Work instructions
Rewrite the part that opens with the line containing "Note: we are tagging the boat antenna" and closes with the line containing "[(56, 233), (30, 237)]", swapping "mooring post" for "mooring pile" and leaving everything else as it is. Output only those lines.

(Named object pointing lines)
* * *
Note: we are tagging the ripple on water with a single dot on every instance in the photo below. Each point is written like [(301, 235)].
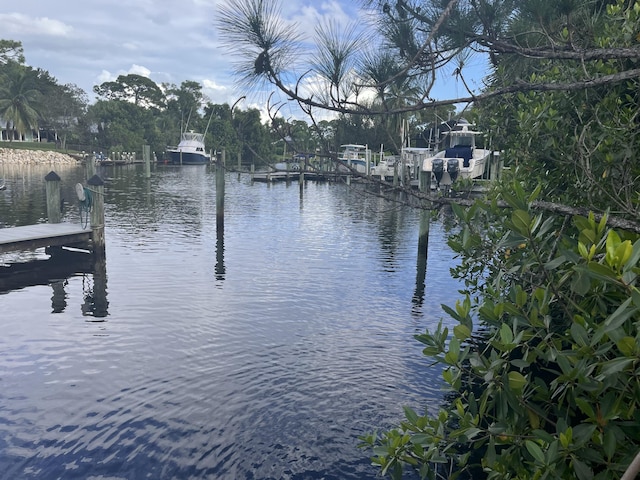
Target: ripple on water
[(269, 370)]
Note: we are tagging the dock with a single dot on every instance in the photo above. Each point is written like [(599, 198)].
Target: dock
[(30, 237)]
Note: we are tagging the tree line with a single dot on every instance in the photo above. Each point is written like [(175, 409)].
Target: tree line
[(133, 110), (541, 353)]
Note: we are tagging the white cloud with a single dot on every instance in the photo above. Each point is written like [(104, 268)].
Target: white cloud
[(139, 70), (18, 24)]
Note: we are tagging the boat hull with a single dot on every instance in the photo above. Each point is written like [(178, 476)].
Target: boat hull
[(188, 158)]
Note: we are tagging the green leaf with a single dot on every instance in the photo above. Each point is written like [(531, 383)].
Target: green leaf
[(506, 335), (535, 451), (517, 381), (582, 470), (627, 345), (461, 332), (521, 220)]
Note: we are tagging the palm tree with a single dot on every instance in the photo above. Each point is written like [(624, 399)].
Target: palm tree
[(17, 99)]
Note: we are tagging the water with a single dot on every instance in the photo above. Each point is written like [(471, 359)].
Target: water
[(259, 354)]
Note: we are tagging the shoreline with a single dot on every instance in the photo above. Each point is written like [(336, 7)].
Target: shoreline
[(34, 157)]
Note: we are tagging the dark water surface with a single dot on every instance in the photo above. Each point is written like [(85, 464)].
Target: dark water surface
[(260, 354)]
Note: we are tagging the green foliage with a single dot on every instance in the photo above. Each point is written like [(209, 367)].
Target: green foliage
[(543, 359), (580, 144)]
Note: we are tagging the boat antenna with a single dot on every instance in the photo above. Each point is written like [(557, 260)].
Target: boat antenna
[(188, 118), (208, 123)]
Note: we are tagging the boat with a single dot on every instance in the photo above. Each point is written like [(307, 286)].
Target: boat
[(460, 159), (354, 157), (190, 150)]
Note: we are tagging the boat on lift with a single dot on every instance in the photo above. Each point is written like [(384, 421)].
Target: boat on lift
[(460, 159)]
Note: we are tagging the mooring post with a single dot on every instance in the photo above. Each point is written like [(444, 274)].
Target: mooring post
[(423, 248), (146, 154), (96, 187), (220, 191), (52, 187), (90, 164)]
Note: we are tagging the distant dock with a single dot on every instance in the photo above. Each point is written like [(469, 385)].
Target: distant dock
[(56, 233), (30, 237)]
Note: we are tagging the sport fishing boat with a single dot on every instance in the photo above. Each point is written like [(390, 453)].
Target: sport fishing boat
[(461, 158), (190, 150), (356, 157)]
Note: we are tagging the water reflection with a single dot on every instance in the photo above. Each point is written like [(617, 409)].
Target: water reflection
[(308, 345)]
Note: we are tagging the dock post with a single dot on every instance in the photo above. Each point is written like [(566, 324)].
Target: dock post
[(90, 164), (52, 187), (220, 191), (146, 154), (421, 266), (96, 187)]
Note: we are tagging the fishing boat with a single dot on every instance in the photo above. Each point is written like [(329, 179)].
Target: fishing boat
[(460, 159), (354, 157), (190, 150)]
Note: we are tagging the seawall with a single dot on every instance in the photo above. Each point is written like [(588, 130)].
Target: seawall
[(34, 157)]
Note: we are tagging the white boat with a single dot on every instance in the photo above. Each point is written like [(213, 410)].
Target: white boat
[(353, 156), (461, 158), (385, 169), (190, 150), (394, 166)]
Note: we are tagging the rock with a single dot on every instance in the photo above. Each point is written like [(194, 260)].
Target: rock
[(34, 157)]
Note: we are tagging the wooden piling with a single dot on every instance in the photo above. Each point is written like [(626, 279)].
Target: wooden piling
[(90, 164), (52, 187), (146, 155), (220, 191), (421, 263), (96, 187)]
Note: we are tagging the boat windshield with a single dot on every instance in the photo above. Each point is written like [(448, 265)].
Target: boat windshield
[(462, 140)]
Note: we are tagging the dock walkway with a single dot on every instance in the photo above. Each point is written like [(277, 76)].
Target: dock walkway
[(43, 235)]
* * *
Solution
Note: we are tagging the boat antenna with a single dot on every instance in the photo above. Each point is written like [(557, 260)].
Target: boat antenna
[(188, 118), (208, 123)]
Note: we are tagging the boat with a single dot on every instance in the photo above. Each point is written like [(307, 286)].
Target: boat
[(460, 159), (354, 157), (190, 150)]
Note: we are tagging the boat on lift with a single dot on every instance in the photo above. Each point is written like [(384, 421)].
Target: boat on lift
[(460, 159)]
Note: we are tagging the mooring pile with a single dot on every instance in the photo above. Each point is written like [(444, 274)].
Target: mooring pile
[(423, 248), (146, 154), (96, 187), (220, 191), (52, 187), (90, 164)]
Note: we are tagging the distant dock with a single dot on every instance in the photo above. Each point is written like [(469, 385)].
Target: distant dock
[(56, 233), (30, 237)]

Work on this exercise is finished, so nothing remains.